Write out everything in the records from the line containing "Indicate the player's shaved" down to the line containing "x=198, y=110" as a JSON list of strings, one string per line, with blank lines left out.

• **Dataset excerpts**:
----
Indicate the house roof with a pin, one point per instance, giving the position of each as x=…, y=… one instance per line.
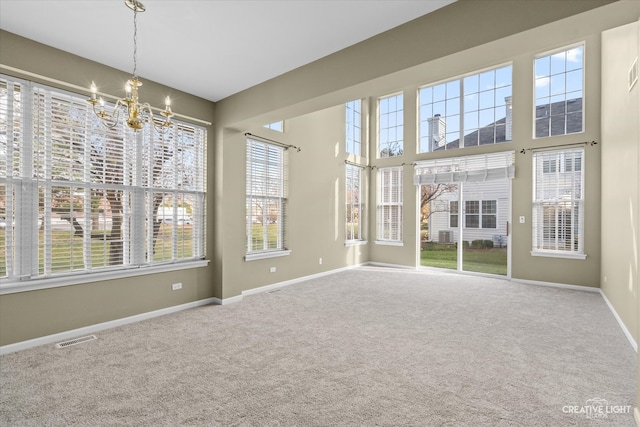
----
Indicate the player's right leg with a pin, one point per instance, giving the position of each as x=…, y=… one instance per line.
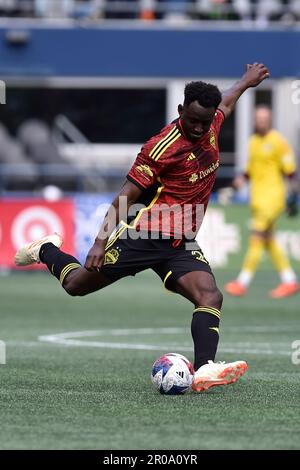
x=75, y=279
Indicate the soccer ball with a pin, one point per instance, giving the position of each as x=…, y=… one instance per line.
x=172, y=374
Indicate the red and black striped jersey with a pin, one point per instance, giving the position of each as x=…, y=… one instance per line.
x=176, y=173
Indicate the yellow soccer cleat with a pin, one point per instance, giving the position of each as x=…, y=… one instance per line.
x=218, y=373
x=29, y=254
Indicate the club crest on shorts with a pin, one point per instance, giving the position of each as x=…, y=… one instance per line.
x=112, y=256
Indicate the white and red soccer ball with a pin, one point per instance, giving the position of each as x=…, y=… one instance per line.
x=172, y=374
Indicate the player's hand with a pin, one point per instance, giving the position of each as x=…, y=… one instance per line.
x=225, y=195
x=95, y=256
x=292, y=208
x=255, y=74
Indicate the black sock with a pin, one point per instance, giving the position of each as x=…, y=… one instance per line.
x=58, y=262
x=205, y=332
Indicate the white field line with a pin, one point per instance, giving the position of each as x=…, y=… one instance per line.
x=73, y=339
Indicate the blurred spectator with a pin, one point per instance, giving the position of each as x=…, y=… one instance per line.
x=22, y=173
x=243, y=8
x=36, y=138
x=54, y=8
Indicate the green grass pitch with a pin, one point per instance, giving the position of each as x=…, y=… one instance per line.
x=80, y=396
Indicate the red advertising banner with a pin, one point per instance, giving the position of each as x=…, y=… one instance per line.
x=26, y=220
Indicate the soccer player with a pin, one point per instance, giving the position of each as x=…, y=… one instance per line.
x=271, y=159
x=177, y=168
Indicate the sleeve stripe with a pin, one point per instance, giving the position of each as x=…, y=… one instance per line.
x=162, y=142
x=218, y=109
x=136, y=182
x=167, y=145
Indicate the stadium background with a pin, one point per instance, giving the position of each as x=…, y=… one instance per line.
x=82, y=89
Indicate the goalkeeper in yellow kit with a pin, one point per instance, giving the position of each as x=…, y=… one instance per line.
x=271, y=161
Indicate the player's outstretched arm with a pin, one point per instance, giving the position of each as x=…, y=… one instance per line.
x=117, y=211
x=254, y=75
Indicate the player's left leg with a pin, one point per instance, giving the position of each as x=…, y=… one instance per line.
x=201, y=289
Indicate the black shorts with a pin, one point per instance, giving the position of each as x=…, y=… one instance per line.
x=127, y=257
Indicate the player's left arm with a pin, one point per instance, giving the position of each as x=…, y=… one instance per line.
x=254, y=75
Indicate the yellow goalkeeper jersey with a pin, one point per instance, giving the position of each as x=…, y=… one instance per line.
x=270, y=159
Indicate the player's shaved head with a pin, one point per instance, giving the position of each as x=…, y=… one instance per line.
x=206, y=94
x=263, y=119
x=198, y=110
----
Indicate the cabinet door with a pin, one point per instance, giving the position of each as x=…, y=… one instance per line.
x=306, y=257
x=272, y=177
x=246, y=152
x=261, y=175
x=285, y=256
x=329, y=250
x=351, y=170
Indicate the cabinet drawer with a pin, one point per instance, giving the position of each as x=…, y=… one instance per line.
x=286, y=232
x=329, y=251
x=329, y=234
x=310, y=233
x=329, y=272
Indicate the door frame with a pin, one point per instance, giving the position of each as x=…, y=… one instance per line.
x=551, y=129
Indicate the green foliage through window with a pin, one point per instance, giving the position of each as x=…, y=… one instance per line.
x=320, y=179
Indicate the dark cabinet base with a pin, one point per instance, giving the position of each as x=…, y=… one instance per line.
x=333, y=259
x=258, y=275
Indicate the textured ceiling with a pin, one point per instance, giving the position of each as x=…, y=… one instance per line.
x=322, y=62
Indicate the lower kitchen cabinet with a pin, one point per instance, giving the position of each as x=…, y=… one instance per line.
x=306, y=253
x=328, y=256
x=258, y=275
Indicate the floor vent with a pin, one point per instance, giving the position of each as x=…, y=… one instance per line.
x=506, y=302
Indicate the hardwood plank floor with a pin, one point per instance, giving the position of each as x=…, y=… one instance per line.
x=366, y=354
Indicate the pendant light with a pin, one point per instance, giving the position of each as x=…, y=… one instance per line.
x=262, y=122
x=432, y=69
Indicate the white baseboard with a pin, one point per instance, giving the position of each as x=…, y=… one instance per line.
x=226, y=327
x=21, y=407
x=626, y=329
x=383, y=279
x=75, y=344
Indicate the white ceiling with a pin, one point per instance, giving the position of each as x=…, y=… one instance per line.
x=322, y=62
----
• **Response**:
[
  "Indicate the player's shaved head with a pin, one point per instance, giving the position of each as x=…, y=… one instance per line.",
  "x=206, y=94",
  "x=263, y=119",
  "x=198, y=110"
]